**TASK BRIEF**
Look through the material below. Return exactly the lines from the one with "Query: person walking" through the one with "Query: green shop front", both included.

**RECORDS SHOWN**
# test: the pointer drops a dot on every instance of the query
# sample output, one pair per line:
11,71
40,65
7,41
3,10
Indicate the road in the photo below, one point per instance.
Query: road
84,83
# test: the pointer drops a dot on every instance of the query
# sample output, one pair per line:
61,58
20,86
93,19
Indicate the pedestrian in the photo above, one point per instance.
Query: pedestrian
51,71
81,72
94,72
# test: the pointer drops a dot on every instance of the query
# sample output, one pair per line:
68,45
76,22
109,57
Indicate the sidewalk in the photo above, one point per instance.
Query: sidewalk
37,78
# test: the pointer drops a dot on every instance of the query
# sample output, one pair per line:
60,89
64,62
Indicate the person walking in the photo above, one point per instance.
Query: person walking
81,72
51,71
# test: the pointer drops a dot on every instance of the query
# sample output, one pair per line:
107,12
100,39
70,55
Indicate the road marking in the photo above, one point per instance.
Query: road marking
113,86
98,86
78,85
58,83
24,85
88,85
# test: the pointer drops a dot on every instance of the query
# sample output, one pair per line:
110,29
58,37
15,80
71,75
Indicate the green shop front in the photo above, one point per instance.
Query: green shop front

==

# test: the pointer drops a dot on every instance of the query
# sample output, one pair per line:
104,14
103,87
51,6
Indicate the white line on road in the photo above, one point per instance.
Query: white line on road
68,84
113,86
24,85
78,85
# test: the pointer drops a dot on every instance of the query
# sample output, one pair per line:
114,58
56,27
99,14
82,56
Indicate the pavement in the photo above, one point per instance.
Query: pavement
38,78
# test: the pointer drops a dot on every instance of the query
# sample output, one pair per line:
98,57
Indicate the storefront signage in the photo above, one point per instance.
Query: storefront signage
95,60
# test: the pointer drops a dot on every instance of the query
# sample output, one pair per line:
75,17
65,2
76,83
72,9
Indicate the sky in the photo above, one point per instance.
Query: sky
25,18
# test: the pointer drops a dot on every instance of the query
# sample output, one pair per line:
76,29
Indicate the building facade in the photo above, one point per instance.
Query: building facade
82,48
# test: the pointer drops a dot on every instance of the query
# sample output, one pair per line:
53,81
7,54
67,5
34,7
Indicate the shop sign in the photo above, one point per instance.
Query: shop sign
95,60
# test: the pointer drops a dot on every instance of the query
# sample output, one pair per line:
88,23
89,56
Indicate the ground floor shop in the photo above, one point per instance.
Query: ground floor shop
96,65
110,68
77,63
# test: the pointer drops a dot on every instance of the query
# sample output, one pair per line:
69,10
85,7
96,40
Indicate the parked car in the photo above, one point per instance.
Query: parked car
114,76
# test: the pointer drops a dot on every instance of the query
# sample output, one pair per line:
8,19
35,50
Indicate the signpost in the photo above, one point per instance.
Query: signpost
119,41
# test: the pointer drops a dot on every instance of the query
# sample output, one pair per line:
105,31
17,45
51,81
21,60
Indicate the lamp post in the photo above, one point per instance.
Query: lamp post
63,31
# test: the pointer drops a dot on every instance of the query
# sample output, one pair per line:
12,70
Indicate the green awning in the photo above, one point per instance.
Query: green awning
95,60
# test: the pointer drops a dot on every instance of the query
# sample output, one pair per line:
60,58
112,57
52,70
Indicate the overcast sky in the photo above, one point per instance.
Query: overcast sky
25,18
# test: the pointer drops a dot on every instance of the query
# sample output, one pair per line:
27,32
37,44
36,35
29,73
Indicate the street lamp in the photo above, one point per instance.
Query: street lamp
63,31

**WORKED SOLUTION**
Query: person walking
81,72
51,71
# test: the pointer drops a dot on every instance of the query
# sample output, one pair per line:
107,12
100,39
70,55
Indicate the road marking in the photo above, one point per instance.
Query: road marking
113,86
98,86
78,85
58,83
24,85
88,85
# test: the pointer drops a dot on every instance of the query
# sample output, one pair per line:
110,29
58,37
15,80
71,75
Indicate the green shop front in the photo above, one point per instance.
Query: green shop front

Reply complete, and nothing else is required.